→ Data to process:
----------------------------------------
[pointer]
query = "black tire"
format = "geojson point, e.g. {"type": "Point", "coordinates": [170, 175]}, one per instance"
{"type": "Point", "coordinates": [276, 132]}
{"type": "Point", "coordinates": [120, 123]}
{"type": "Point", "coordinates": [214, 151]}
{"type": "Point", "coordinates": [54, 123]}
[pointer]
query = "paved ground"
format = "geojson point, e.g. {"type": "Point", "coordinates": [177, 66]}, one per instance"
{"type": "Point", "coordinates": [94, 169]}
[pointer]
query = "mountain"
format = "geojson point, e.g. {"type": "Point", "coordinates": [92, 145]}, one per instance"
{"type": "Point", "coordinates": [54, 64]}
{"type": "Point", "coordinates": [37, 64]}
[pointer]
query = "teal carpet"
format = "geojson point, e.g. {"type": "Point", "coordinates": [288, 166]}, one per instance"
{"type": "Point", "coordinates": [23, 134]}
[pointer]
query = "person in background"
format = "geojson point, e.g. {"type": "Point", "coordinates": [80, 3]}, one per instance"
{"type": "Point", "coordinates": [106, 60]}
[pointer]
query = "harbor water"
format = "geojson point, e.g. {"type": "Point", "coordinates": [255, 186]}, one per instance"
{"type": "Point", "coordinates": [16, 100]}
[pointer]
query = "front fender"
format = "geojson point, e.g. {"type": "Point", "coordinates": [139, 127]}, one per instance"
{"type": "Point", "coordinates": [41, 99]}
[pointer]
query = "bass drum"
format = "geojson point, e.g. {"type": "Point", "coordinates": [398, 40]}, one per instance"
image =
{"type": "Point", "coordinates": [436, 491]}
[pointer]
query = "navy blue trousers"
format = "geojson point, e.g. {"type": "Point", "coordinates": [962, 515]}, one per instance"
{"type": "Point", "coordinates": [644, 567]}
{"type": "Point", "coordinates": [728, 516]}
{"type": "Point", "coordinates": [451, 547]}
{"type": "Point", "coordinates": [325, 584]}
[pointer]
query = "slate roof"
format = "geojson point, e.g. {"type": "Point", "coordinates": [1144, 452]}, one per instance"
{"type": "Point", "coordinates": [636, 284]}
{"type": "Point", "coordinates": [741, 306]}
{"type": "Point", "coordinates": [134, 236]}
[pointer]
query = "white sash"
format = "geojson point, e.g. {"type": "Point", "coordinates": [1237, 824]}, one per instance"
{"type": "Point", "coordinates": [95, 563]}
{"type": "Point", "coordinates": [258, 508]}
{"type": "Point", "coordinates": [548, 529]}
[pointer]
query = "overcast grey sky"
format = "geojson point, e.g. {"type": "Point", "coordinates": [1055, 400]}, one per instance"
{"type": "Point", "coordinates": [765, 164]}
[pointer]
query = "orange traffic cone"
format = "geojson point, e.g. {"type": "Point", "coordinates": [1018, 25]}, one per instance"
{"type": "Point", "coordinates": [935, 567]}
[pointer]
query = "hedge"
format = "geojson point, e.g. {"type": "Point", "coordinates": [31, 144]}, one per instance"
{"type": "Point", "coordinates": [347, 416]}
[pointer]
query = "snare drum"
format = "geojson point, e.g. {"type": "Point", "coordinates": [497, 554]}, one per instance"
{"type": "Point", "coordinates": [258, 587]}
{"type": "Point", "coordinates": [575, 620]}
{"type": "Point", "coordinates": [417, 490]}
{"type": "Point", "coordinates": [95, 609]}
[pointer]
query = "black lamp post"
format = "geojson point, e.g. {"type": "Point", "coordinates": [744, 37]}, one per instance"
----------------------------------------
→ What is expected:
Go through the material and copy each line that contains "black".

→ Written reply:
query = "black tire"
query = "black lamp post"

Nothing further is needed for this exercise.